▸ **Extract**
And when you find the statues of Washington and Jefferson in Trafalgar Square call me. 

Owning slaves is not the issue. Rebeling against your country is and shouldn’t be honored. Couple that with the history of when and why these monuments were erected and you can understand why some might object to them.


----------



## Texaspredatorhu (Sep 15, 2015)

mmoetc said:


> And when you find the statues of Washington and Jefferson in Trafalgar Square call me.
> 
> Owning slaves is not the issue. Rebeling against your country is and shouldn’t be honored. Couple that with the history of when and why these monuments were erected and you can understand why some might object to them.


Slavery is the issue. Are you clueless or just can’t read? The colonist did what the confederates did. Colonists were traitors of Britain just as confederates were traitors of USA. Why can you not grasp this? People want the stuff gone because they are offended, I’m offended they want it removed, but because I’m a white male who cares right?


----------



## Texaspredatorhu (Sep 15, 2015)

mmoetc said:


> *And when you find the statues of Washington and Jefferson in Trafalgar Square call me.*
> 
> Owning slaves is not the issue. Rebeling against your country is and shouldn’t be honored. Couple that with the history of when and why these monuments were erected and you can understand why some might object to them.


https://www.guidelondon.org.uk/blog/around-london/statues-6-american-presidents-london/

Send me your number!


----------



## mmoetc (Oct 9, 2012)

Texaspredatorhu said:


> https://www.guidelondon.org.uk/blog/around-london/statues-6-american-presidents-london/
> 
> Send me your number!


I stand humbly corrected.


----------



## mmoetc (Oct 9, 2012)

Texaspredatorhu said:


> Slavery is the issue. Are you clueless or just can’t read? The colonist did what the confederates did. Colonists were traitors of Britain just as confederates were traitors of USA. Why can you not grasp this? People want the stuff gone because they are offended, I’m offended they want it removed, but because I’m a white male who cares right?


And the colonists won. The confederacy lost. To the victors go the spoils, and the statues. Slavery is part of the issue but not the entire issue. Also at issue is that the statues were erected at a time when Jim Crowe laws ruled the south and white males such as yourself wished to remind a certain segment of the population that while they may be free they would never be equal. A how better to remind them than with symbols of those who fought against their freedom and equality in the town square or on the courthouse lawn.

You’re free to be offended by whatever you wish to be. So are others.


----------



## Irish Pixie (May 14, 2002)

▸ **Data**

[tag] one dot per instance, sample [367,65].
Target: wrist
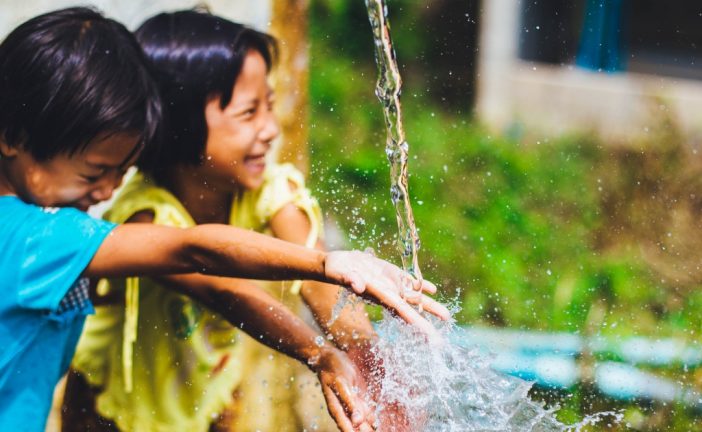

▸ **Aim of the task**
In the forum thread, please say how mmoetc replies after Texaspredatorhu posts the link about statues of American presidents in London.

▸ **Exercise answer**
mmoetc replies, "I stand humbly corrected."